- To do: Write each entry out again exactly, with nothing omitted.

Dataset entries:
- - - - -

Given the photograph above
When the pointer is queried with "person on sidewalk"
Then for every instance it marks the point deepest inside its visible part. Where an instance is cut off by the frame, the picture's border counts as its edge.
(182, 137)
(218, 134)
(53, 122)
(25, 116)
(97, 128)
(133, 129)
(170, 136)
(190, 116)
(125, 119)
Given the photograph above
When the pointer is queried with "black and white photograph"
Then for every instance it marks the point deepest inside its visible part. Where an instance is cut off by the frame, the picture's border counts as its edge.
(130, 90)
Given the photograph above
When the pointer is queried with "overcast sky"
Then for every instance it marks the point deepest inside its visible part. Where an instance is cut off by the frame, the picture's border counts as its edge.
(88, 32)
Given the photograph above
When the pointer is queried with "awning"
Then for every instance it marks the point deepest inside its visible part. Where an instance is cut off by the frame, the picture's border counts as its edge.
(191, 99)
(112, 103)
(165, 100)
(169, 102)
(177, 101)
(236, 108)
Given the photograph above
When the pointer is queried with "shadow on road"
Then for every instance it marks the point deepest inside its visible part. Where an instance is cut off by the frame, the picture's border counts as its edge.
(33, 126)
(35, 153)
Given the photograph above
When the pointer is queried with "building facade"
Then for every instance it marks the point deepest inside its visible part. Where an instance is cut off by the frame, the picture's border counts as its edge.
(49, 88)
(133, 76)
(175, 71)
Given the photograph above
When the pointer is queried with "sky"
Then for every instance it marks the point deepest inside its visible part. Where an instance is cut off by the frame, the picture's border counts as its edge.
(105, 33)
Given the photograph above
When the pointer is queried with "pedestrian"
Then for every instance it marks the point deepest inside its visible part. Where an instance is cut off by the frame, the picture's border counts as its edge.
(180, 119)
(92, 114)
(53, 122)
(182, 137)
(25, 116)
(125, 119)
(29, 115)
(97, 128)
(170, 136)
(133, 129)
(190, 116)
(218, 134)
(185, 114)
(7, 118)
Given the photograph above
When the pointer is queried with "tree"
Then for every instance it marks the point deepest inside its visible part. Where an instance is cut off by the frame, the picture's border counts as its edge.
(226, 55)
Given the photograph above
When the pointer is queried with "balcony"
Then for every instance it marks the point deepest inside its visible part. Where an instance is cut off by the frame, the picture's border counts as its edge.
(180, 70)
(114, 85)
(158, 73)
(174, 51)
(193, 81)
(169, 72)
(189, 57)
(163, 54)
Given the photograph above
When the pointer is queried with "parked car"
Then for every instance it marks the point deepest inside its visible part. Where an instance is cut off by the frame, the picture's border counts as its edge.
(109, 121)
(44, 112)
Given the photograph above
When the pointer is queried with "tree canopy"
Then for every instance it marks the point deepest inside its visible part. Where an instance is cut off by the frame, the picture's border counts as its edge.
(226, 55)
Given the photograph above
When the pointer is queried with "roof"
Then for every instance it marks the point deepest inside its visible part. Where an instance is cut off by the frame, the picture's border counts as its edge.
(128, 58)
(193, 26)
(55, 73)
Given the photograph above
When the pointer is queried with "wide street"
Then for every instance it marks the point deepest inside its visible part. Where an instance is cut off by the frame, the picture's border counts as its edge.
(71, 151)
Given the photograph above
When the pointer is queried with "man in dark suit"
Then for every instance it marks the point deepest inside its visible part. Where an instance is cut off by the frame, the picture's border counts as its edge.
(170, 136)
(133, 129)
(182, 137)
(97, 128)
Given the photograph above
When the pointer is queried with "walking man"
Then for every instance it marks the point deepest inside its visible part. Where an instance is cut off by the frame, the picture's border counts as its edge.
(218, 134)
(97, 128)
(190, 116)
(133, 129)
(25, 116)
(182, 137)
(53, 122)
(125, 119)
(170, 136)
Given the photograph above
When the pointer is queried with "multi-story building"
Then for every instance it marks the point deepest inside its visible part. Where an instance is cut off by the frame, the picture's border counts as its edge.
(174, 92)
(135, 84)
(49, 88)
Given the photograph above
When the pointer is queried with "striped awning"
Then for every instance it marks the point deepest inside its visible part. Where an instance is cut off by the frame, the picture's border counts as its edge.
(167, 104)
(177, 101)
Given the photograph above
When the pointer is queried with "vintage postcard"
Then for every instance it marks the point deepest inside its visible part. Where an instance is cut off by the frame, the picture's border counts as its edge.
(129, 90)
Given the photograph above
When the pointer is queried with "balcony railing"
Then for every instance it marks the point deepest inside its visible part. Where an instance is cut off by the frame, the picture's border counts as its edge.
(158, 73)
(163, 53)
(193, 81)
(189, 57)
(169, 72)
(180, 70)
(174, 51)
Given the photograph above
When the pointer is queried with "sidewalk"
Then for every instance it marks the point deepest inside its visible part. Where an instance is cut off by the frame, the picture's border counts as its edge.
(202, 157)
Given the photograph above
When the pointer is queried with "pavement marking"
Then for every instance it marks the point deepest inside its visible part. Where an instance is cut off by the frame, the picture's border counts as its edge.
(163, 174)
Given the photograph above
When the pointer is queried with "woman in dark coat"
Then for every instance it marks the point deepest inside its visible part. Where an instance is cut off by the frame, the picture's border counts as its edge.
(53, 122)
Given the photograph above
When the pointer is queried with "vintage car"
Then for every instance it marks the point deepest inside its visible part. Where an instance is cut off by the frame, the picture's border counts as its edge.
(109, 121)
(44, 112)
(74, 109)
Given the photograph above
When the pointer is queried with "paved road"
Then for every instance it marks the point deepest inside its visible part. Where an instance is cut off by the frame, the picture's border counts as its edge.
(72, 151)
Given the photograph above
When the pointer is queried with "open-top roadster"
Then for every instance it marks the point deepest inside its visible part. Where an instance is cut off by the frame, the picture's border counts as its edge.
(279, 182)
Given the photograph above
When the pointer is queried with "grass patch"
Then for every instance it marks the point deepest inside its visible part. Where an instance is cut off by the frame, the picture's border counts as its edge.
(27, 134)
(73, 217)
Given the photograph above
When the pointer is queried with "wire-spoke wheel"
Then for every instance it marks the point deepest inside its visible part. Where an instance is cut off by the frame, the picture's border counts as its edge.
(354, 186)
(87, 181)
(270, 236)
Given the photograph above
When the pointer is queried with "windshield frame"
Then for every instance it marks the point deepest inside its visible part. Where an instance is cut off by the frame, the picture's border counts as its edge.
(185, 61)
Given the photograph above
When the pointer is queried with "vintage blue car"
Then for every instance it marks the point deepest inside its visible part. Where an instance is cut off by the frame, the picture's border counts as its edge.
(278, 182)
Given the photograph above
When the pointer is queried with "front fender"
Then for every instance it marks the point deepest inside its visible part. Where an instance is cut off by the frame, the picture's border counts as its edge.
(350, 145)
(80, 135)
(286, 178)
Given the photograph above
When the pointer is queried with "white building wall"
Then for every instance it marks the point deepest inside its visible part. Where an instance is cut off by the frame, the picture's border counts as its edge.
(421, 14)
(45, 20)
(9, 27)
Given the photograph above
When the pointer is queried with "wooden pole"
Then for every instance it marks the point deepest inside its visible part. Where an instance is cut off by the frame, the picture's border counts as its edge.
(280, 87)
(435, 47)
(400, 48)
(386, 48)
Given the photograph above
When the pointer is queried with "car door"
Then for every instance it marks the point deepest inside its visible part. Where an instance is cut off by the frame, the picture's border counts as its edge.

- - - - -

- Output below:
Given the photograph above
When the pointer is queried with "person on sidewalk"
Then for every instance it marks the point deepest inside its visible part. Where an instance is cut off by the frame, the picture's border counts as its edge.
(182, 137)
(218, 134)
(53, 122)
(25, 116)
(97, 128)
(133, 129)
(170, 136)
(190, 116)
(125, 119)
Given the photograph above
When the pointer is queried with "black and white photograph"
Then for every instance it marks the point deepest inside its visible part. Where an instance is cut off by the frame, the picture's border counts as its edge.
(130, 90)
Given the photograph above
When the pointer is queried with "overcast sky"
Then for every instance it marks the point deepest inside its visible part. Where an instance is cut off by the frame, the picture's border counts as its edge.
(88, 32)
Given the photograph above
When the pointer is queried with "awning"
Then for every instance it marks the point deepest inside its visible part. Where an instance is cut off by the frame, the picture's border counts as its edge.
(191, 99)
(112, 103)
(165, 100)
(169, 102)
(177, 101)
(236, 108)
Given the photograph above
When the pointer is queried with "shadow on road"
Then for every instance it marks the point deepest inside its visible part. Where an instance is cut off by the frame, the picture's border counts as its edge.
(33, 126)
(35, 153)
Given the photograph above
When the pointer is queried with "building facade"
Then for every instance it marks the point deepest inside its visible part. Where an instance is cut off by the frame, the picture's border counts as its edge.
(49, 88)
(133, 76)
(175, 71)
Given the photograph above
When the pointer is queried with "sky"
Then for every instance it marks the point deepest inside its visible part. Where an instance is cut off by the frame, the picture's border counts as its edge.
(105, 33)
Given the photograph above
When the pointer is queried with "pedestrian"
Then for every instance it marks the point deepest inside its visible part. Where an instance is cut off by the frame, the picture's border counts as its edge.
(180, 119)
(92, 114)
(53, 122)
(182, 137)
(25, 116)
(125, 119)
(29, 115)
(97, 128)
(170, 136)
(133, 129)
(190, 116)
(218, 134)
(185, 114)
(7, 118)
Given the photograph above
When the pointer is queried with "tree"
Then for every instance it marks the point deepest inside its visible part. Where an instance is cut off by the frame, the picture's border counts as its edge.
(226, 55)
Given the photograph above
When the pointer is queried with "balcony"
Then for every instance it marks the point deepest inside its visible part. Where an instance is cut off by the frame, the picture's border counts as its edge.
(180, 70)
(114, 85)
(158, 73)
(174, 51)
(193, 81)
(169, 72)
(189, 57)
(163, 54)
Given the photograph above
When the pointer is queried with "parked car"
Then for every instance it marks the point deepest inside its visible part. Where an instance is cut off by the frame, the picture's border counts as its edge.
(109, 121)
(44, 112)
Given the photograph above
When the pointer is queried with "tree canopy"
Then for every instance it marks the point deepest inside its visible part. Where an instance is cut off by the frame, the picture's border counts as its edge.
(226, 55)
Given the photograph above
When the pointer is queried with "roof"
Then for every instance it marks the point deepest inside its visible part. Where an instance is cut off by the frame, the picture's border counts as its edge.
(128, 58)
(193, 26)
(55, 73)
Given the photograph above
When the pointer is queried with "wide street"
Then for every instance it marks the point deepest inside its visible part. Where an instance is cut off by the frame, the picture's border counts as its edge.
(71, 151)
Given the photograph above
When the pointer is queried with "man in dark suit"
Then for every instance it marks the point deepest inside its visible part. Where an instance is cut off by the frame, the picture's border counts as its edge.
(170, 136)
(133, 129)
(182, 137)
(97, 128)
Given the photograph above
When the pointer is queried with "walking man"
Then for every instance it marks the point deepest inside its visible part. Where an instance is cut off by the frame, the picture's border counts as its edge.
(218, 134)
(97, 128)
(190, 116)
(133, 129)
(25, 116)
(182, 137)
(53, 122)
(125, 119)
(170, 136)
Given the photograph above
When the pointer is queried with "multi-story building"
Then for every instance it marks the point deepest inside its visible part. Where an instance is cut off by the frame, the picture's border counts as its edge.
(174, 92)
(135, 84)
(49, 88)
Given the photograph above
When the pointer is queried with "striped awning"
Then for every instance it marks the point deepest inside its visible part. Where an instance is cut off by the frame, the picture's border counts as its edge.
(167, 104)
(177, 101)
Given the photograph above
When the pointer is queried with "vintage postcard"
Then for every instance it marks the point deepest inside its visible part. Where an instance is cut off by the frame, the picture's border counts as its edge.
(129, 90)
Given the photograph above
When the pointer is queried with "balcony railing"
Then for every instance it marks the point deepest inside its visible part. Where an instance is cut off by the frame, the picture's border counts as its edge.
(158, 73)
(163, 53)
(193, 81)
(189, 57)
(169, 72)
(180, 70)
(174, 51)
Given the photograph above
When the pointer is queried with "sidewalk"
Then for every instance it marks the point deepest inside its visible part. Where an instance is cut off by the frame, the picture's border counts as its edge.
(202, 157)
Given the photograph above
When the pointer is queried with "pavement marking"
Then for every instance it marks the point deepest inside its visible part. Where an instance is cut off by the frame, the picture's border counts as its edge.
(163, 174)
Given the photograph above
When the pointer is queried with "woman in dark coat"
Then for every instance it marks the point deepest inside its visible part. Where an instance is cut off by the frame, the picture's border counts as its edge.
(53, 122)
Given the photograph above
When the pointer is queried with "vintage car"
Then for every instance it marks the point deepest inside its visible part. Where an instance is cut off by the frame, the picture's border counts as its edge.
(109, 121)
(44, 112)
(74, 109)
Given the photograph above
When the pointer is queried with "paved road"
Then for every instance it marks the point deepest inside its visible part. Where an instance is cut off by the frame, the picture's border counts as its edge.
(72, 151)
Given the photograph above
When the pointer is queried with "open-top roadster"
Then for every instance it marks the point deepest inside its visible part. Where an instance is cut off by the frame, the picture's border counts as its edge.
(279, 182)
Given the photograph above
When the pointer is queried with "grass patch"
Then for every instance it marks the point deepest inside its visible part. Where an instance is cut off by the frame, the picture's border counts as its edge.
(27, 134)
(73, 217)
Given the photograph above
When the pointer is queried with "wire-spoke wheel"
Then for every instance it marks the point deepest inside its visible part. Where an instance is cut off by the frame, the picture's border counts as its edge.
(354, 186)
(87, 181)
(270, 236)
Given the photograph above
When the pointer is queried with "windshield frame"
Then for every instance it marks the point deepest inside its visible part. Where an instance is cut off by the frame, the picture's border counts as its edge.
(185, 61)
Given the photograph above
When the pointer is queried with "vintage blue car"
Then for every instance it marks the point deepest inside its visible part. Where an instance is cut off by the frame, the picture's border counts as its edge.
(278, 182)
Given the photograph above
When the pointer is queried with "front fender"
Then for every instance it marks the point deepest inside its visible part. Where an instance is cut off by the frame, the picture's border counts as its edge.
(350, 145)
(80, 135)
(286, 178)
Given the photograph above
When the pointer is queried with "white building wall"
Then for every instance it marks the point deepest inside its visible part. Where an instance is cut off by the frame, the picture's border counts as its edge.
(421, 14)
(45, 20)
(9, 27)
Given the photograph above
When the pointer is queried with "wooden pole"
Then for every instance it marks the point deepest inside its visible part. Where an instance is cut off by the frame, the picture's border counts as its edge.
(280, 87)
(435, 47)
(400, 48)
(386, 48)
Given the photograph above
When the pointer is queried with "car door"
Then for every instance it marks the point deepest inside its visible part. Where an instance is cut off by the frame, the picture's border counts as its edge.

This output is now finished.